--- START ENTRIES SHOWN ---

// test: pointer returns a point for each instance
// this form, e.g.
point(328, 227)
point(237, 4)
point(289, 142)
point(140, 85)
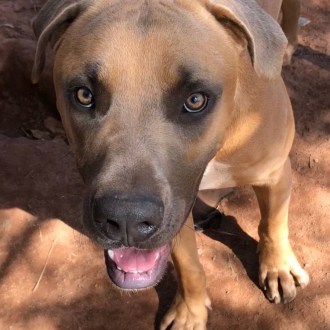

--- END ENTRIES SHOWN ---

TASK DETAILS>
Please set out every line of the material above as a numbered list, skipping blank lines and leaving out the pictures.

CORRECT OUTPUT>
1. // test: pointer returns a point for each instance
2. // this form, e.g.
3. point(328, 227)
4. point(237, 4)
5. point(289, 142)
6. point(140, 85)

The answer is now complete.